[TEXTE DE RÉFÉRENCE]:
GRUYÈRE Florian Bassenne

«Inoubliable Garde suisse»

A l’occasion du 500e anniversaire de la Garde suisse pontificale ce dimanche, Florian Bassenne ouvre sa boîte à souvenirs. Garde suisse entre juin 1995 et août 1997, le Gruérien est intarissable lorsqu’il évoque la plus petite et la plus vieille armée du monde.


Entre épée et photos souvenirs, le Gruérien Florian Bassenne
se dit marqué à vie par ses deux ans passés au service du pape

 

«Moi, hallebardier Bassenne, je jure d’observer loyalement et de bonne foi, tout ce qui vient de m’être lu, aussi vrai que Dieu et ses saints m’assistent.» Ces paroles, prononcées le 6 mai 1996 dans la cour San Damaso du palais apostolique, Florian Bassenne ne les oubliera jamais. Main droite levée en signe de serment, main gauche refermée sur la bannière de la Garde suisse, morion argenté orné d’un panache rouge et cuirasse d’époque, le hallebardier a fière allure dans son uniforme de gala.
«J’étais sur un nuage, se souvient Florian Bassenne en ouvrant un épais album entièrement consacré à cette journée du giuramento. Comme le jour de mon mariage, mais sans les sentiments…» Agé de 25 ans à l’époque, le Gruérien laissait derrière lui sa compagne, sa famille et son emploi de dessinateur géomètre pour veiller sur le Saint Père et assurer la sécurité de la cité du Vatican. Il ne s’imaginait pas encore devenir informaticien – après une tentative dans le social et un passage par une entreprise de sécurité – ni rencontrer Anita.

Raisons secrètes
Mais pourquoi choisit-on l’existence militaire, quasi monastique, de la Garde pontificale? «C’est mon jardin secret, sourit l’intéressé. Ni ma famille, ni mon épouse ne connaissent les raisons exactes qui m’ont conduit au Vatican peu après avoir payé mes galons d’officier à l’armée.» S’il est discret quant à ses motivations, Florian Bassenne ne se fait pas prier pour ouvrir son carton à souvenirs.
Près d’un millier de clichés rangés dans des enveloppes aux libellés évocateurs – «assermentation», «visite officielle de Jacques Chirac» ou encore «fiesta avant le départ de collègues» – côtoient quatre chapelets offerts de la main même du pape. «J’ai eu le privilège d’accompagner Jean Paul II durant cinq semaines à l’Angélus du dimanche lors de mon dernier service à Castelgandolfo. Comme il adorait parler français, il m’adressait facilement un petit mot. Il se souvenait par exemple de mon père qui avait réalisé la bannière lors de sa visite à Fribourg en 1984.»

[MATÉRIEL FOURNI]:
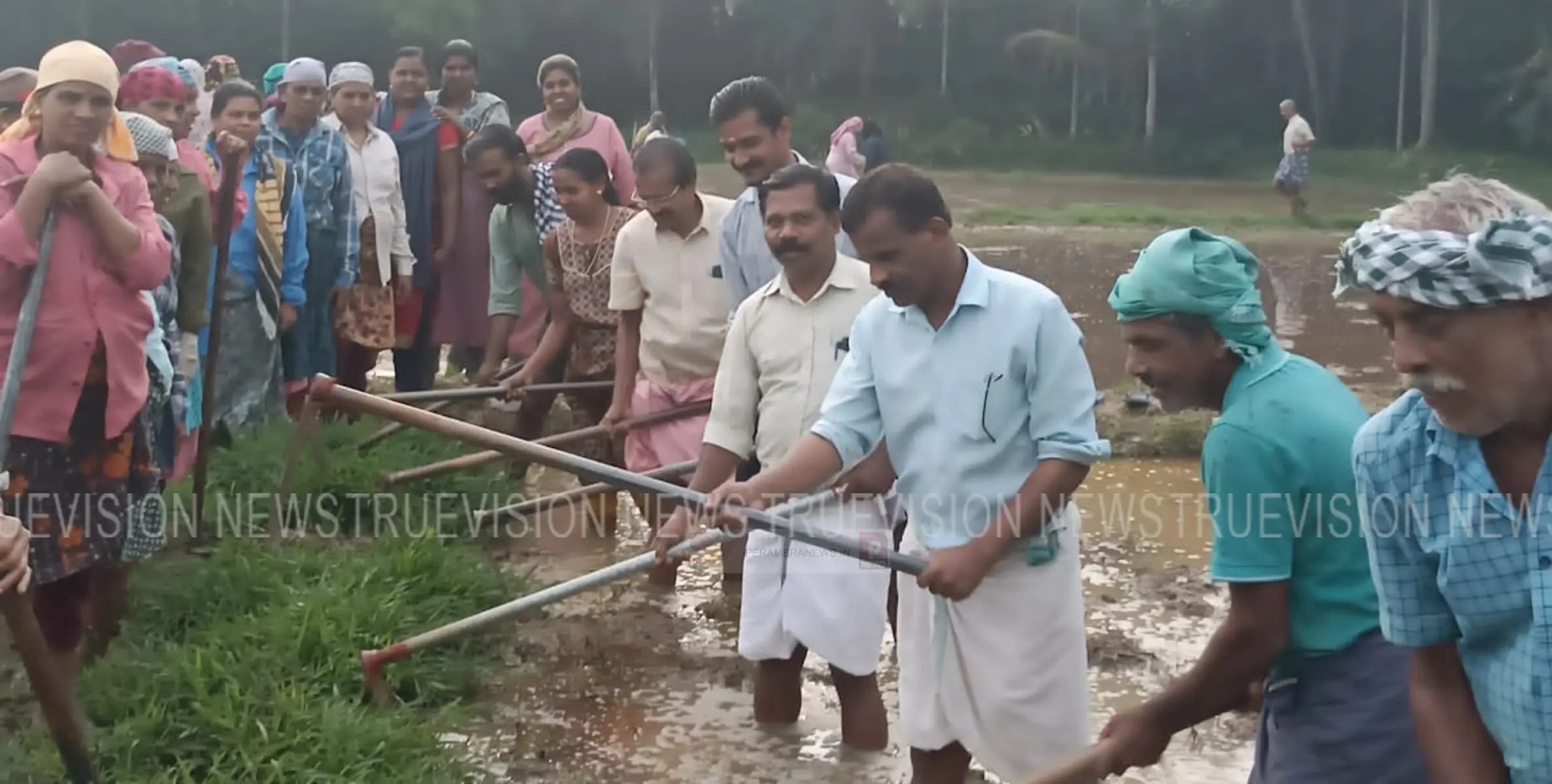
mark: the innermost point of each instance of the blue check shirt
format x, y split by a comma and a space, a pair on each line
323, 172
1455, 563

[CONSIGNES]:
1: D'après l'article sur Florian Bassenne, expliquez en une à trois phrases pourquoi Jean Paul II lui adressait facilement un petit mot.
2: Reproduisez un passage de l'article sur Florian Bassenne en commençant aux mots « A l’occasion du » et en vous arrêtant après « armée du monde. ».
Ce matériel provient d'une autre source que le texte.

[CORRIGÉ DE L'EXERCICE]:
1: Jean Paul II adorait parler français, c'est pourquoi il adressait facilement un petit mot à Florian Bassenne lorsque celui-ci l'accompagnait à l'Angélus du dimanche à Castelgandolfo.

2:
A l’occasion du 500e anniversaire de la Garde suisse pontificale ce dimanche, Florian Bassenne ouvre sa boîte à souvenirs. Garde suisse entre juin 1995 et août 1997, le Gruérien est intarissable lorsqu’il évoque la plus petite et la plus vieille armée du monde.